→ **Exercise inputs**
[BEGIN]

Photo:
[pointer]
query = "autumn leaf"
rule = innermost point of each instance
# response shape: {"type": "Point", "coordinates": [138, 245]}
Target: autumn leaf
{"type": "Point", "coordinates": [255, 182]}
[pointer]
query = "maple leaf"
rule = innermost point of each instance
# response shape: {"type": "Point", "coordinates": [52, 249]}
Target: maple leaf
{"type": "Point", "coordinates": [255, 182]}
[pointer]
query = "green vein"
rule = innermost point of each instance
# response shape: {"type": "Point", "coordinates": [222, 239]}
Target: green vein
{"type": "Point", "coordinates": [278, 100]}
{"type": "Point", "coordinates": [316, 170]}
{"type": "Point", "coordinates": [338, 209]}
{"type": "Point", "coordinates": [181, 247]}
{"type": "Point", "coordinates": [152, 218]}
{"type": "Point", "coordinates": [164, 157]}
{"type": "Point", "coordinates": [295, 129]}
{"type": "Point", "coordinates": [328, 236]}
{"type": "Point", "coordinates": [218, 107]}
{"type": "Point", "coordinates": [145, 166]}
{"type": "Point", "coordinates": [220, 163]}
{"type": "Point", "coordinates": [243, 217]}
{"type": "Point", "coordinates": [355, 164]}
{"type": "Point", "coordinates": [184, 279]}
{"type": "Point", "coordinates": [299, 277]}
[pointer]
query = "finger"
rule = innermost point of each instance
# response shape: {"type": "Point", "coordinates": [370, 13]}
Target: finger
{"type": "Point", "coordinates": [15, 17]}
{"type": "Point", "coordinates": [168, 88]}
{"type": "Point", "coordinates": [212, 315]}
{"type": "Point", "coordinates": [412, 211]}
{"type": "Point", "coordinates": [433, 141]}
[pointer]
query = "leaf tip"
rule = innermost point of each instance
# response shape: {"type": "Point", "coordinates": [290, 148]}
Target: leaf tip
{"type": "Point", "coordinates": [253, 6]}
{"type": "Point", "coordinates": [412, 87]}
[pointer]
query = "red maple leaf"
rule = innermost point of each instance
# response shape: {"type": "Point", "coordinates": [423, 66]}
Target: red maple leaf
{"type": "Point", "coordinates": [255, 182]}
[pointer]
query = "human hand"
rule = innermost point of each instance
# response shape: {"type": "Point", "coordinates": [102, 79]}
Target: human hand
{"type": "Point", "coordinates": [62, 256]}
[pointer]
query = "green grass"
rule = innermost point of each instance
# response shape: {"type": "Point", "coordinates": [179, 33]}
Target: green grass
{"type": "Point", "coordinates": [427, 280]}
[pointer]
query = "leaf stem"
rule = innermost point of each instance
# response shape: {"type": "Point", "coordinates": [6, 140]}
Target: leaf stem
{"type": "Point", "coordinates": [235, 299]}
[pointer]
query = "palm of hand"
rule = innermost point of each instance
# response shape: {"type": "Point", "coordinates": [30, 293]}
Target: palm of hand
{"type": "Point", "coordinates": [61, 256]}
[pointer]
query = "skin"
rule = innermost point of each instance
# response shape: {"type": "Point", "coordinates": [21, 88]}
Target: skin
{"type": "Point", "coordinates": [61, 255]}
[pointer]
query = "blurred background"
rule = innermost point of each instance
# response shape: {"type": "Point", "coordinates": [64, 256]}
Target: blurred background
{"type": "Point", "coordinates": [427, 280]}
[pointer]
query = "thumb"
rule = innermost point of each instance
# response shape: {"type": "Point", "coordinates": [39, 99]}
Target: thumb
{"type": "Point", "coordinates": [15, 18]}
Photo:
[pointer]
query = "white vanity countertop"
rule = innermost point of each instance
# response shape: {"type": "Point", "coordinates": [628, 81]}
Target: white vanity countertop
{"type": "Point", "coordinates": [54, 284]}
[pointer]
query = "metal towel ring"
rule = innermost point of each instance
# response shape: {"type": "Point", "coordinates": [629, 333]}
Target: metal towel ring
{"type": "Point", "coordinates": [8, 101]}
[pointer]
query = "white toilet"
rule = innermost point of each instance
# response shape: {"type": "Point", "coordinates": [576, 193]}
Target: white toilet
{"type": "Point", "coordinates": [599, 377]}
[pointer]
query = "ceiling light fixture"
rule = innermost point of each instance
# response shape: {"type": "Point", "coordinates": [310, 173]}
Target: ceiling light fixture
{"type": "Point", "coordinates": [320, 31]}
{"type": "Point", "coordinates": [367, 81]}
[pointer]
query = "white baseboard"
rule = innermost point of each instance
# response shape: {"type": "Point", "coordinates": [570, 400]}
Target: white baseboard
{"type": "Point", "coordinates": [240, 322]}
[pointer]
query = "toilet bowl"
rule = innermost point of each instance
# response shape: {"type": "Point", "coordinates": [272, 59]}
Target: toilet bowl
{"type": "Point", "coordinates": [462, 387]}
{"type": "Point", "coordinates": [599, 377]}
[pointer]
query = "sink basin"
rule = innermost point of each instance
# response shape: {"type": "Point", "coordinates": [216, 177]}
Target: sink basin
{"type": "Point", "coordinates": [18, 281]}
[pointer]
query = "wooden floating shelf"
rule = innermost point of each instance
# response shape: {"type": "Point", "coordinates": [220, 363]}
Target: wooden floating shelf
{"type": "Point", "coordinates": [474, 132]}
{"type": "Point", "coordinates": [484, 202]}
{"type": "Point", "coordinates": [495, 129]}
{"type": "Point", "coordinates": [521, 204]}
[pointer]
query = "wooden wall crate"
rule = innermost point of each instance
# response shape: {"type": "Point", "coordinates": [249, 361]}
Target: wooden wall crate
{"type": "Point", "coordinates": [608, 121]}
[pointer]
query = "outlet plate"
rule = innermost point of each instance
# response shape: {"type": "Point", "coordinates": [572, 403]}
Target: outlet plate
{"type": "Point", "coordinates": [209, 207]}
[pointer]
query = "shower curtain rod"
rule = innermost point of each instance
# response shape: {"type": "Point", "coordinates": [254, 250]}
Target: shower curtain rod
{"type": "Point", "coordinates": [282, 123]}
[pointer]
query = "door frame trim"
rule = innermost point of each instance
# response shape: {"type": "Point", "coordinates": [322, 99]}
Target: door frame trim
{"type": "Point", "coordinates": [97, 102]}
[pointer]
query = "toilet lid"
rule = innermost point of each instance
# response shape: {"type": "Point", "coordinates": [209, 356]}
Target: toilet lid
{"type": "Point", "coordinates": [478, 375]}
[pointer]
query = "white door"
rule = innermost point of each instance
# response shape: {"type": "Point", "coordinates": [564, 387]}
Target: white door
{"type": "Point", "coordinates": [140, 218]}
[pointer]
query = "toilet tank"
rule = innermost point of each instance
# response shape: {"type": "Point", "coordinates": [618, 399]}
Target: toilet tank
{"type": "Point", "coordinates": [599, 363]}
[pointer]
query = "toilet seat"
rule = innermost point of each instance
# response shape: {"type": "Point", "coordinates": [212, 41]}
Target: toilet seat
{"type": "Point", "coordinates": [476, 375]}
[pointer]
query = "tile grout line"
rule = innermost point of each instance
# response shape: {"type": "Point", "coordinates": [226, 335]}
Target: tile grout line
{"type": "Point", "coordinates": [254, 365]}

[END]

→ **What needs to be done**
Extract the full set of entries word for word.

→ **The reply**
Photo:
[pointer]
query = "autumn leaf"
rule = innermost point of each instance
# response shape: {"type": "Point", "coordinates": [138, 245]}
Target: autumn leaf
{"type": "Point", "coordinates": [255, 182]}
[pointer]
query = "maple leaf"
rule = innermost point of each instance
# response shape: {"type": "Point", "coordinates": [52, 249]}
Target: maple leaf
{"type": "Point", "coordinates": [255, 182]}
[pointer]
query = "green vein"
rule = innermost point of each instance
# response shape: {"type": "Point", "coordinates": [222, 239]}
Target: green vein
{"type": "Point", "coordinates": [278, 100]}
{"type": "Point", "coordinates": [316, 170]}
{"type": "Point", "coordinates": [338, 209]}
{"type": "Point", "coordinates": [181, 247]}
{"type": "Point", "coordinates": [152, 218]}
{"type": "Point", "coordinates": [164, 157]}
{"type": "Point", "coordinates": [295, 129]}
{"type": "Point", "coordinates": [328, 236]}
{"type": "Point", "coordinates": [218, 107]}
{"type": "Point", "coordinates": [145, 166]}
{"type": "Point", "coordinates": [220, 163]}
{"type": "Point", "coordinates": [243, 217]}
{"type": "Point", "coordinates": [355, 164]}
{"type": "Point", "coordinates": [184, 279]}
{"type": "Point", "coordinates": [299, 277]}
[pointer]
query = "finger"
rule = innermost point of each instance
# response shape: {"type": "Point", "coordinates": [370, 13]}
Target: finger
{"type": "Point", "coordinates": [15, 17]}
{"type": "Point", "coordinates": [168, 88]}
{"type": "Point", "coordinates": [212, 315]}
{"type": "Point", "coordinates": [412, 211]}
{"type": "Point", "coordinates": [433, 141]}
[pointer]
query = "leaf tip"
rule = innermost point of each instance
# response shape: {"type": "Point", "coordinates": [290, 148]}
Target: leaf tip
{"type": "Point", "coordinates": [253, 6]}
{"type": "Point", "coordinates": [412, 87]}
[pointer]
query = "red maple leaf"
rule = innermost point of each instance
# response shape: {"type": "Point", "coordinates": [423, 66]}
Target: red maple leaf
{"type": "Point", "coordinates": [255, 182]}
[pointer]
query = "human hand"
rule = innermost point of each instance
# response shape: {"type": "Point", "coordinates": [102, 79]}
Target: human hand
{"type": "Point", "coordinates": [62, 256]}
[pointer]
query = "green grass"
rule = innermost point of each instance
# response shape: {"type": "Point", "coordinates": [179, 33]}
Target: green grass
{"type": "Point", "coordinates": [427, 280]}
[pointer]
query = "leaf stem"
rule = innermost point of each instance
# response shape: {"type": "Point", "coordinates": [6, 140]}
Target: leaf stem
{"type": "Point", "coordinates": [235, 299]}
[pointer]
query = "palm of hand"
rule = innermost point of each instance
# response shape: {"type": "Point", "coordinates": [30, 293]}
Target: palm of hand
{"type": "Point", "coordinates": [61, 256]}
[pointer]
query = "skin"
rule = innermost point of each instance
# response shape: {"type": "Point", "coordinates": [21, 88]}
Target: skin
{"type": "Point", "coordinates": [61, 255]}
[pointer]
query = "blurred background"
rule = innermost point of each instance
# response shape: {"type": "Point", "coordinates": [64, 256]}
Target: blurred background
{"type": "Point", "coordinates": [427, 280]}
[pointer]
query = "thumb"
rule = innermost point of each instance
# response shape: {"type": "Point", "coordinates": [39, 99]}
Target: thumb
{"type": "Point", "coordinates": [15, 18]}
Photo:
[pointer]
query = "white vanity countertop"
rule = innermost point of each instance
# response shape: {"type": "Point", "coordinates": [628, 81]}
Target: white vanity countertop
{"type": "Point", "coordinates": [54, 284]}
[pointer]
query = "metal towel ring"
rule = innermost point of each instance
# response shape: {"type": "Point", "coordinates": [629, 333]}
Target: metal towel ring
{"type": "Point", "coordinates": [8, 101]}
[pointer]
query = "white toilet"
rule = innermost point of each instance
# response shape: {"type": "Point", "coordinates": [576, 193]}
Target: white toilet
{"type": "Point", "coordinates": [599, 377]}
[pointer]
query = "ceiling light fixture"
rule = innermost point of each instance
# response shape: {"type": "Point", "coordinates": [310, 173]}
Target: ceiling light fixture
{"type": "Point", "coordinates": [320, 31]}
{"type": "Point", "coordinates": [367, 81]}
[pointer]
query = "white baseboard"
rule = innermost point of each instance
# response shape: {"type": "Point", "coordinates": [570, 400]}
Target: white baseboard
{"type": "Point", "coordinates": [240, 322]}
[pointer]
query = "toilet bowl"
rule = innermost point of each instance
# response shape: {"type": "Point", "coordinates": [272, 59]}
Target: toilet bowl
{"type": "Point", "coordinates": [462, 387]}
{"type": "Point", "coordinates": [599, 377]}
[pointer]
query = "sink basin"
rule = innermost point of each instance
# response shape: {"type": "Point", "coordinates": [216, 177]}
Target: sink basin
{"type": "Point", "coordinates": [18, 281]}
[pointer]
query = "wooden floating shelf"
rule = innermost point of each instance
# response shape: {"type": "Point", "coordinates": [220, 363]}
Target: wooden floating shelf
{"type": "Point", "coordinates": [474, 132]}
{"type": "Point", "coordinates": [484, 202]}
{"type": "Point", "coordinates": [495, 129]}
{"type": "Point", "coordinates": [521, 204]}
[pointer]
query = "wooden wall crate"
rule = innermost point of each instance
# response shape: {"type": "Point", "coordinates": [249, 361]}
Target: wooden wall crate
{"type": "Point", "coordinates": [608, 121]}
[pointer]
query = "outlet plate"
rule = innermost point of each instance
# response shape: {"type": "Point", "coordinates": [572, 403]}
Target: outlet plate
{"type": "Point", "coordinates": [209, 207]}
[pointer]
query = "shower curtain rod"
rule = innermost point of each instance
# response shape: {"type": "Point", "coordinates": [254, 250]}
Target: shower curtain rod
{"type": "Point", "coordinates": [282, 123]}
[pointer]
query = "door frame trim"
rule = innermost point of each instance
# response shape: {"type": "Point", "coordinates": [322, 99]}
Target: door frame trim
{"type": "Point", "coordinates": [97, 102]}
[pointer]
query = "toilet lid"
rule = innermost point of each instance
# response shape: {"type": "Point", "coordinates": [209, 356]}
Target: toilet lid
{"type": "Point", "coordinates": [478, 375]}
[pointer]
query = "white door"
rule = innermost point of each instance
# response shape: {"type": "Point", "coordinates": [564, 387]}
Target: white door
{"type": "Point", "coordinates": [140, 218]}
[pointer]
query = "toilet tank"
rule = innermost point of each instance
# response shape: {"type": "Point", "coordinates": [618, 399]}
Target: toilet tank
{"type": "Point", "coordinates": [599, 363]}
[pointer]
query = "toilet seat"
rule = innermost point of each instance
# response shape: {"type": "Point", "coordinates": [212, 41]}
Target: toilet seat
{"type": "Point", "coordinates": [476, 375]}
[pointer]
query = "tile grout line"
rule = innermost point of each instance
# response shape: {"type": "Point", "coordinates": [226, 335]}
Target: tile grout line
{"type": "Point", "coordinates": [254, 365]}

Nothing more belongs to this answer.